== What the exercise asks ==
Render the records as a JSON list of strings, one string per line and no blank lines, starting at the first line and ending at the line that contains "119 86 L 154".

== Data section ==
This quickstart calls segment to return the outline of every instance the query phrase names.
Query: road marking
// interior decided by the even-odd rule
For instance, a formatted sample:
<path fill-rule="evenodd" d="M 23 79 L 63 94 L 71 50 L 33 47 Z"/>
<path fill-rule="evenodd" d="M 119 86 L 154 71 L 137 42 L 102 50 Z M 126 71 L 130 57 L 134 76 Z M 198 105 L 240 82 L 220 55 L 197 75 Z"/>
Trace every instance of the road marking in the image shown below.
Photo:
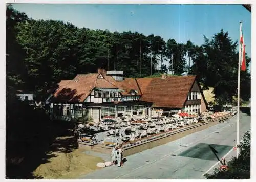
<path fill-rule="evenodd" d="M 227 123 L 229 121 L 228 121 L 227 123 Z M 217 125 L 218 125 L 218 124 L 217 124 Z M 220 129 L 219 129 L 219 130 L 221 130 L 221 129 L 223 129 L 223 128 L 226 128 L 226 127 L 228 127 L 228 126 L 229 126 L 229 125 L 228 124 L 227 124 L 227 125 L 226 125 L 225 126 L 223 126 L 223 127 L 222 127 L 222 128 L 220 128 Z M 197 142 L 199 142 L 199 141 L 201 141 L 201 140 L 203 140 L 203 139 L 205 139 L 205 138 L 207 138 L 207 137 L 209 137 L 209 136 L 211 135 L 212 135 L 212 134 L 214 134 L 214 133 L 215 133 L 215 131 L 214 132 L 212 132 L 212 133 L 210 133 L 209 134 L 208 134 L 208 135 L 206 135 L 206 136 L 204 136 L 204 137 L 203 137 L 203 138 L 201 138 L 200 140 L 197 140 L 197 141 L 195 141 L 195 142 L 192 142 L 191 143 L 190 143 L 190 144 L 189 144 L 189 145 L 188 145 L 188 146 L 191 146 L 191 145 L 192 145 L 193 144 L 195 144 L 195 143 L 197 143 Z M 193 134 L 193 133 L 192 133 L 192 134 Z M 187 136 L 188 136 L 188 135 L 187 135 Z M 181 139 L 182 139 L 182 138 L 181 138 Z M 119 175 L 119 176 L 117 176 L 117 177 L 116 177 L 114 179 L 118 179 L 118 178 L 119 178 L 119 177 L 123 177 L 123 176 L 126 176 L 126 175 L 127 175 L 127 174 L 130 174 L 131 173 L 133 172 L 133 171 L 136 171 L 136 170 L 138 170 L 138 169 L 139 169 L 141 168 L 142 167 L 144 167 L 144 166 L 147 166 L 147 165 L 150 165 L 150 164 L 152 164 L 152 163 L 155 163 L 155 162 L 157 162 L 157 161 L 158 161 L 161 160 L 162 160 L 162 159 L 163 159 L 163 158 L 165 158 L 165 157 L 166 157 L 169 156 L 170 156 L 170 156 L 172 156 L 172 155 L 173 155 L 173 154 L 174 154 L 174 153 L 178 151 L 179 150 L 182 150 L 182 149 L 184 149 L 184 148 L 179 148 L 179 149 L 177 149 L 177 150 L 175 150 L 175 151 L 173 151 L 173 152 L 172 152 L 171 153 L 169 153 L 169 154 L 167 154 L 167 155 L 164 155 L 164 156 L 162 156 L 162 157 L 160 157 L 159 158 L 158 158 L 158 159 L 156 159 L 156 160 L 155 160 L 152 161 L 151 162 L 150 162 L 150 163 L 146 163 L 146 164 L 145 164 L 144 165 L 142 165 L 142 166 L 140 166 L 140 167 L 137 167 L 137 168 L 134 168 L 134 169 L 133 169 L 132 170 L 130 171 L 129 171 L 129 172 L 127 172 L 127 173 L 124 174 L 123 174 L 123 175 Z M 232 149 L 232 150 L 233 150 L 233 149 Z"/>
<path fill-rule="evenodd" d="M 221 157 L 222 158 L 225 158 L 227 156 L 228 156 L 229 153 L 230 153 L 232 151 L 233 151 L 233 149 L 231 149 L 230 150 L 229 150 L 229 151 L 228 152 L 227 152 L 226 155 L 225 155 L 224 156 L 223 156 L 222 157 Z M 208 172 L 209 171 L 210 171 L 211 170 L 211 169 L 212 169 L 215 166 L 216 166 L 217 164 L 218 164 L 219 163 L 220 163 L 219 161 L 217 162 L 216 163 L 215 163 L 214 165 L 213 165 L 210 169 L 209 169 L 206 172 L 204 172 L 203 174 L 202 174 L 202 176 L 204 176 L 205 174 L 206 174 L 207 172 Z"/>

== Result of the exercise ==
[
  "This quickstart calls segment to return the outline of every instance the query phrase names.",
  "Query: road marking",
  "// interior decided by the even-odd rule",
  "For instance, a formatted sample:",
  "<path fill-rule=\"evenodd\" d=\"M 23 79 L 63 94 L 71 50 L 33 47 Z\"/>",
  "<path fill-rule=\"evenodd\" d=\"M 119 86 L 154 71 L 137 42 L 102 50 Z M 126 71 L 130 57 L 134 76 Z M 198 105 L 240 82 L 220 55 L 197 75 Z\"/>"
]